=== Information shown ===

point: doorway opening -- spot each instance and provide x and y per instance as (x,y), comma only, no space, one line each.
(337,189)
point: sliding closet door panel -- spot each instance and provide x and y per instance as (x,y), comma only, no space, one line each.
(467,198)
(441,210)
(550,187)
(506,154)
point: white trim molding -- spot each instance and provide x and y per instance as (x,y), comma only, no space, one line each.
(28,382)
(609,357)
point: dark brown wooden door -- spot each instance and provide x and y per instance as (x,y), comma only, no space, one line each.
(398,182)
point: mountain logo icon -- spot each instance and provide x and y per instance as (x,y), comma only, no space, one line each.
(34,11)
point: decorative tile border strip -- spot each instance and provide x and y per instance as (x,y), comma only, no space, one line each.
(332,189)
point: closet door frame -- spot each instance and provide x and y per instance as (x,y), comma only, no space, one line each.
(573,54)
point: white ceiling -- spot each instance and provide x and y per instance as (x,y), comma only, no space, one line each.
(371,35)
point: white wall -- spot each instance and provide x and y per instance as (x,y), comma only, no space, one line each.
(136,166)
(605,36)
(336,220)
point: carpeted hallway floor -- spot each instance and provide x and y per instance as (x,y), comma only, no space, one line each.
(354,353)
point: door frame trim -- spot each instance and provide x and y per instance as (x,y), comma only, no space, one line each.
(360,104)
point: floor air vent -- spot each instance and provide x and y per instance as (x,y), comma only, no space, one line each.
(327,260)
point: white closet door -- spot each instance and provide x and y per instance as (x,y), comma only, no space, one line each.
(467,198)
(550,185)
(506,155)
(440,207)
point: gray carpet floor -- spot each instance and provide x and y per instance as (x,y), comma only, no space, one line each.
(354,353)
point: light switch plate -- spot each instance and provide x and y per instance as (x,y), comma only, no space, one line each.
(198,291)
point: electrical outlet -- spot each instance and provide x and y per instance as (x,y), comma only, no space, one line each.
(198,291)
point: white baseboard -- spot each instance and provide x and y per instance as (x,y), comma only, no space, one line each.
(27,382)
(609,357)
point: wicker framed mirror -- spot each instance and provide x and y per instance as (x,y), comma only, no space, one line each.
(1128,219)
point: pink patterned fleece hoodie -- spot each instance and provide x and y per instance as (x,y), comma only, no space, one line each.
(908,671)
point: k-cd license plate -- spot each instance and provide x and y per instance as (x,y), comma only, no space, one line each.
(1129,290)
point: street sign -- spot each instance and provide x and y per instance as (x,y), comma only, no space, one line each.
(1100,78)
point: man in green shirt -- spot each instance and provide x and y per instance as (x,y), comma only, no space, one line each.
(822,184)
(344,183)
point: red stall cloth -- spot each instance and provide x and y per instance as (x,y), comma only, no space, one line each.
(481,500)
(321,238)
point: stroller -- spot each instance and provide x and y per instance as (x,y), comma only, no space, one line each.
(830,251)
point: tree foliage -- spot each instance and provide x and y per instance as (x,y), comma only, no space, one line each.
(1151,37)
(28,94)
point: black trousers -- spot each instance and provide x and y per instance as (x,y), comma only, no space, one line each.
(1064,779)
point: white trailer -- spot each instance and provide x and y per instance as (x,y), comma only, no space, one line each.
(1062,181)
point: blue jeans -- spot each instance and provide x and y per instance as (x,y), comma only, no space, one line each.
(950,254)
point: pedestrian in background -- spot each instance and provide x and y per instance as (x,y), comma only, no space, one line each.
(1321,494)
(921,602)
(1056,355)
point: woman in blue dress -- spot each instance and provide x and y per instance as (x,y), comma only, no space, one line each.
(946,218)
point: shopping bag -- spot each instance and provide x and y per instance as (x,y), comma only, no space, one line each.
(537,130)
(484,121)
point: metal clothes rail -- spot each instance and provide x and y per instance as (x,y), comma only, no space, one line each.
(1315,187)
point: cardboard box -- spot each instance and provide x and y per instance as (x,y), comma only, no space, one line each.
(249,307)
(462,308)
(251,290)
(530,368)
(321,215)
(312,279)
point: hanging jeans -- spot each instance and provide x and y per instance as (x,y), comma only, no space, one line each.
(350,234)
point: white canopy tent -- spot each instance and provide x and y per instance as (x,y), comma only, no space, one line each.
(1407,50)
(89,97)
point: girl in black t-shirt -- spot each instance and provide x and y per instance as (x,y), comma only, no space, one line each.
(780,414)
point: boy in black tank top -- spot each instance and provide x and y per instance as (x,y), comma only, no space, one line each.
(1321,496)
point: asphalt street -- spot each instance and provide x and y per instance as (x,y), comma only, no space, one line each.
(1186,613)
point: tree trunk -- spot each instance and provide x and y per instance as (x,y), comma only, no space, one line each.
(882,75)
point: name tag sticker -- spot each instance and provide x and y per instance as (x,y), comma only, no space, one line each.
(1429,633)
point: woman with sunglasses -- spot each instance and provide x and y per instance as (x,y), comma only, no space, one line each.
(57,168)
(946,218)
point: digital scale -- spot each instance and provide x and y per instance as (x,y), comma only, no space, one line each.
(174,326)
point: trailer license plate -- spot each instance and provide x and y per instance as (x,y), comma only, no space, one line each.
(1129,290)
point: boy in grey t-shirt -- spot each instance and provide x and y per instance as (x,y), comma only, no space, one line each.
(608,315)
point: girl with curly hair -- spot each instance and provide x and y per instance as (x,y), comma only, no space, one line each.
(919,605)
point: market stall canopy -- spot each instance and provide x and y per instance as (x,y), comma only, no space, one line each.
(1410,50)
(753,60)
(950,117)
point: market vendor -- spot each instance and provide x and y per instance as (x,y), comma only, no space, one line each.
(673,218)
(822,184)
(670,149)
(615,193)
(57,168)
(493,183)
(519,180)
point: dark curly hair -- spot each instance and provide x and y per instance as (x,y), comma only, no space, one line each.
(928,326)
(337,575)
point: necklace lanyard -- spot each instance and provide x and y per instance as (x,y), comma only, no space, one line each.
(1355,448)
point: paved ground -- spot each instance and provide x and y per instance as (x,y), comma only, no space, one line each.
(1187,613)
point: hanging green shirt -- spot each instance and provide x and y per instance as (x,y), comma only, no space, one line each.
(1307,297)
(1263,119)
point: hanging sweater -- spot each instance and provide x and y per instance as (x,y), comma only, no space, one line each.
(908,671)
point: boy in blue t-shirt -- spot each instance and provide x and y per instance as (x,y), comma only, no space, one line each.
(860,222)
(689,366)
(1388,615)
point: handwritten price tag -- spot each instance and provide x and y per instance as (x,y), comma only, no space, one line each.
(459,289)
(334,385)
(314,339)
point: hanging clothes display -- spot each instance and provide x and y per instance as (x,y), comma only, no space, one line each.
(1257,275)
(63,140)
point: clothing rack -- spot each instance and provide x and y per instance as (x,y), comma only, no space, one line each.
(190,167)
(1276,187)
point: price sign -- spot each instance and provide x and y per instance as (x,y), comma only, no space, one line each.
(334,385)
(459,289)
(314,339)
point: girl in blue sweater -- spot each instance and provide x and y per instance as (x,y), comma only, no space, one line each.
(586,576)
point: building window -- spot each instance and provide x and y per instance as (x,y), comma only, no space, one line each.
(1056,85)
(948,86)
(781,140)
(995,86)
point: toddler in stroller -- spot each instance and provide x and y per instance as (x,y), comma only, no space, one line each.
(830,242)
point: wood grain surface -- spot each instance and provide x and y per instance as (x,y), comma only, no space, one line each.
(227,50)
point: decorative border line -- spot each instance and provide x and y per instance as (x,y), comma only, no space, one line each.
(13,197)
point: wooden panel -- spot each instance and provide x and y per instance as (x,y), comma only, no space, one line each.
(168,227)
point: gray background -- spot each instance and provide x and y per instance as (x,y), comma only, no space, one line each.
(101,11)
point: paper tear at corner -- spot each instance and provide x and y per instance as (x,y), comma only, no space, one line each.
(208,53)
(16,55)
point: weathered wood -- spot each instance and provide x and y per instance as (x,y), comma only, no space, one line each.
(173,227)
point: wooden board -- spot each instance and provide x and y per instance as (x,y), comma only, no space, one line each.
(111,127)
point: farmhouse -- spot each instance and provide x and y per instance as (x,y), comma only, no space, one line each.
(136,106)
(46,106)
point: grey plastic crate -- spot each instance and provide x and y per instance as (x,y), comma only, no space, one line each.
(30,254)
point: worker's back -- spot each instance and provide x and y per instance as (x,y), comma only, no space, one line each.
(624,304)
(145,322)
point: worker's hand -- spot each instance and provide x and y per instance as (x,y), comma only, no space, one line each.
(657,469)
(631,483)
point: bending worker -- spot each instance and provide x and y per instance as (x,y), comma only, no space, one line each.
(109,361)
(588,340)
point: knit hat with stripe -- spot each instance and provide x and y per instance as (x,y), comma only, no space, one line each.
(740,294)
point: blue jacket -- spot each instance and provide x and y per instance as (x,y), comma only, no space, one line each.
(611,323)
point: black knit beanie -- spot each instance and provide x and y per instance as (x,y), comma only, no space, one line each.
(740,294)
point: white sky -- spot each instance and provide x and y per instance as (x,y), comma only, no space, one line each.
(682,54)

===

-- Written problem --
Retype exactly, please, each line from the line that contains "point: gray background" through the last line of the entries above, with nothing added.

-- Worked answer --
point: gray background -- spot each instance and provide x and y per instance as (x,y), comma only, no space, one line each.
(101,11)
point: paper tear at corner -- spot each instance and provide x and y per instance as (x,y), comma only, no space, one line each.
(208,53)
(16,55)
point: weathered wood -- spot each instance and provide x and y per instance as (x,y), comma only, no space, one line each.
(173,227)
point: wooden board -- spot each instance and provide x and y per instance as (x,y), comma only, no space, one line each.
(111,127)
point: farmhouse -- spot each instance and provide x and y per instance as (x,y), comma only, no space, one line each.
(136,106)
(46,106)
point: grey plastic crate -- spot each instance and provide x and y per instance as (x,y), comma only, no space, one line each.
(30,254)
point: worker's back -- spot each instance and provide x and y per instance as (x,y), comma only, no space, one line each.
(624,304)
(145,322)
point: worker's hand -- spot each instance and provide x and y per instance as (x,y), comma only, no space, one line each.
(657,469)
(631,483)
point: bending worker -- spot each instance and provide x and y per instance as (x,y), comma only, no space, one line each.
(109,361)
(588,340)
point: knit hat with stripe -- spot each instance and provide x and y per instance as (x,y), comma only, no space, one line each.
(740,294)
point: blue jacket -- spot each instance and provide x and y per instance as (x,y), comma only, no space, one line each.
(611,323)
point: black knit beanie -- spot each instance and provide x and y per instance as (x,y), comma only, no space, one line each.
(740,294)
point: white sky -- spot each instance and provide x and y per instance as (x,y), comma only, no space, one line each.
(682,54)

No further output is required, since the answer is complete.